**Document:**
Tekeningen, technische omschrijvingen, ontwerpen en berekeningen volgens welke het werk zal worden uitgevoerd: - Calculatie BBK nr. 22-258 V2 dd. 25-03-2022; - Technische omschrijving is ook calculatie BBK nr. 22-258 V2 dd. 25-03-2022; - Tekeningen [bedrijf 1] 04.22 dd. 24-03-2022-
[bedrijf 2] 220111 dd 11-03-2022
Aanvang werkzaamheden: 21-03-2022 Oplevering: 03-07-2022
Totale aanneemsom excl. btw: € 103.844,50 btw 21% € 16.955,77btw 9% € 2.079,25 +Totaal incl. btw € 122.879,52
Stelposten excl. btw: - Sloopwerk € 8.000,00 - Aankoop wandtegels € 30,00/m2 - Aankoop vloertegels € 40,00/m2 - Meerprijs instamat radiatoren € 5.000,00 - Laadunit elektrische auto € 1.800,00
Termijnregeling1e termijn bij verstrekken opdracht 10% 2e termijn bij aanvang werkzaamheden 10% 3e termijn bij werkzaamheden 50% gereed 40% 4e termijn bij werkzaamheden 75% gereed 20% 5e termijn bij werkzaamheden 90% gereed 15% 6e termijn bij oplevering 5%
Betalingstermijn 14 dagen na factuurdatum Laatste termijn dient te zijn voldaan voor of uiterlijk bij oplevering.
Getekend voor akkoord dd 30-03-2022”
De overeenkomst is door partijen ondertekend.
3.2.
Tussen partijen staat vast dat de beoogde opleverdatum 3 juni 2022 was en niet 3 juli 2022 zoals in de overeenkomst staat vermeld.
3.3.
In artikel 7 lid 2 van de AVA 2013 staat vermeld over facturering en betaling:
“Betaling van een ingediende factuur dient plaats te vinden uiterlijk 14 dagen na de factuurdatum, met dien verstande dat bij de oplevering alle ingediende termijnfacturen en de facturen met betrekking tot het overeengekomen meerwerk dienen te zijn voldaan, onverminderd de toepasselijkheid van artikel 8 en artikel 13 en op voorwaarde dat de aannemer deze facturen tijdig voor de oplevering heeft ingediend. De aannemer is gerechtigd de factuur betreffende de bij oplevering verschuldigde termijn 14 dagen voor de geplande oplevering in te dienen.”
3.4.

**Geselecteerde gegevens:**
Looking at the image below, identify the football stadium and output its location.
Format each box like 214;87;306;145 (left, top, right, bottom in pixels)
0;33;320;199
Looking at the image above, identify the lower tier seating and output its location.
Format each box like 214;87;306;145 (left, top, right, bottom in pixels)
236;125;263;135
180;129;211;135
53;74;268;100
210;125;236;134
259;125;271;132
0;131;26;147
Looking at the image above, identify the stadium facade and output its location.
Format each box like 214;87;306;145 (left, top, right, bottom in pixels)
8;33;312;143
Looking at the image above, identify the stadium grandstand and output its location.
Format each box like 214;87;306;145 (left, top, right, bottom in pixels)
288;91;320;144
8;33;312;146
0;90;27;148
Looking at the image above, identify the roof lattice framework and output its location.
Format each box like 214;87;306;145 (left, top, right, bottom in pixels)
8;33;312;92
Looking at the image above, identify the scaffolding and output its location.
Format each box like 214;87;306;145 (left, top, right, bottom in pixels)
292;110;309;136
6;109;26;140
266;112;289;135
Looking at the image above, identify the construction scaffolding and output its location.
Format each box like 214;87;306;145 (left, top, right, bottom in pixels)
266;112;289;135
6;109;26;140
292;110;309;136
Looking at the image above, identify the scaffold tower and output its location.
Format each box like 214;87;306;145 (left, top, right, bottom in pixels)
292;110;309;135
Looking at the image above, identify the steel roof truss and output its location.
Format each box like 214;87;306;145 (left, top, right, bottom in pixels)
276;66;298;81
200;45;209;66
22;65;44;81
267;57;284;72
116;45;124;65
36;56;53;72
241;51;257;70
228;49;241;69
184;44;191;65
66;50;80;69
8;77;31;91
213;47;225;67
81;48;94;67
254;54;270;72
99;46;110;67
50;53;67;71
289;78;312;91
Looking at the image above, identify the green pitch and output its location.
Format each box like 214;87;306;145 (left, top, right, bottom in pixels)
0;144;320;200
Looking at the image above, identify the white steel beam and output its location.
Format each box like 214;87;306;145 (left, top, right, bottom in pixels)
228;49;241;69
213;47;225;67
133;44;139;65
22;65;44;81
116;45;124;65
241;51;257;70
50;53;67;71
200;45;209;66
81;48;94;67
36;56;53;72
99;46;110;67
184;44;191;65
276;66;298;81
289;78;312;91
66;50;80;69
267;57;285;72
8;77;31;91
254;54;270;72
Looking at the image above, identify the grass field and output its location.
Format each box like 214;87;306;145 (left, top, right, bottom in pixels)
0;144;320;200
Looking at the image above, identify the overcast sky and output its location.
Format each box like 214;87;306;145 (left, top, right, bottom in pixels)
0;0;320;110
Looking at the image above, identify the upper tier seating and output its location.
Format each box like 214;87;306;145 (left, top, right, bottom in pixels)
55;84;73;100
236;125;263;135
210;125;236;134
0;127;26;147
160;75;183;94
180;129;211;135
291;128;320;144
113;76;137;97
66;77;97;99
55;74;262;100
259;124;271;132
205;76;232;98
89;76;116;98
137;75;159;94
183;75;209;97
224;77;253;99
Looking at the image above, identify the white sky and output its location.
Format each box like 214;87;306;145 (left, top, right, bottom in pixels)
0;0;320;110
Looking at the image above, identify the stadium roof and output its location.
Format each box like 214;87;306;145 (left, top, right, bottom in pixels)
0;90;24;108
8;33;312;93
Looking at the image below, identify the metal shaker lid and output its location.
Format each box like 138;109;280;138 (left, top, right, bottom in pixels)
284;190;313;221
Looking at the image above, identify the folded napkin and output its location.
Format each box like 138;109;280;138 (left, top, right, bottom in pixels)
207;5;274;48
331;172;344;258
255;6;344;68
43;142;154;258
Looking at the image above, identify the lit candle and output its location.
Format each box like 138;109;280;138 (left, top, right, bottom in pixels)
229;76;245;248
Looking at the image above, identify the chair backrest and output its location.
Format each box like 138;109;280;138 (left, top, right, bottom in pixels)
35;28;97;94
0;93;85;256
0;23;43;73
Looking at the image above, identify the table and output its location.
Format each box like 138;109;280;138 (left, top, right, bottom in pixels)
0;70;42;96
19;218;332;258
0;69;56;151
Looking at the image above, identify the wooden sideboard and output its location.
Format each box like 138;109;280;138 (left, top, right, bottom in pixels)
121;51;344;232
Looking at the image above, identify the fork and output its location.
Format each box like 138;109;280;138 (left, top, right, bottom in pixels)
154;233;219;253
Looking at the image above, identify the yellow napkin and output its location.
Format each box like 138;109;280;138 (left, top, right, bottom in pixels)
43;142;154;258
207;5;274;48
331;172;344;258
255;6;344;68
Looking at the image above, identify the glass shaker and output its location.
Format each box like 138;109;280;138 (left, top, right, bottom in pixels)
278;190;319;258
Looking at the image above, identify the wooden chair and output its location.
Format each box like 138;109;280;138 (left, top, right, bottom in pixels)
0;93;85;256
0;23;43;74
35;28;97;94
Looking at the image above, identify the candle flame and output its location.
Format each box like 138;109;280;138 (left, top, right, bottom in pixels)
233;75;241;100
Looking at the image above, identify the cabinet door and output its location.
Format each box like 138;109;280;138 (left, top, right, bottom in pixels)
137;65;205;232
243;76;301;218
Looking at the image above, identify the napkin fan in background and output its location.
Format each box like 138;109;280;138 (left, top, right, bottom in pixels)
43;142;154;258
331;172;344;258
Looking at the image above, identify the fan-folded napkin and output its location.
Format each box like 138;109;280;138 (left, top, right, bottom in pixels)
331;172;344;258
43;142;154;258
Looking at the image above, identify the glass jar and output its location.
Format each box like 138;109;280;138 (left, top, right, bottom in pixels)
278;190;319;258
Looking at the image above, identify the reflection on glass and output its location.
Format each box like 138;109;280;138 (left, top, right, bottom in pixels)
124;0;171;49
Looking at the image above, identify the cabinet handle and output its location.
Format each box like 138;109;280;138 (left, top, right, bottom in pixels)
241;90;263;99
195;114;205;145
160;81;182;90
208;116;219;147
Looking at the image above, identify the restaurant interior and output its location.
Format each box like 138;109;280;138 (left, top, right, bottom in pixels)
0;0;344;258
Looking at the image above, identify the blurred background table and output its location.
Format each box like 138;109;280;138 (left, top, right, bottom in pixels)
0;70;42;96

**Korte opdracht:**
Geef het gedeelte van het document over de aanneemovereenkomst woordelijk weer, tussen "Getekend voor akkoord" en "overeenkomst staat vermeld.", beide inbegrepen. De gegevens zijn hiervoor niet nodig.

**Oplossing:**
Getekend voor akkoord dd 30-03-2022”
De overeenkomst is door partijen ondertekend.
3.2.
Tussen partijen staat vast dat de beoogde opleverdatum 3 juni 2022 was en niet 3 juli 2022 zoals in de overeenkomst staat vermeld.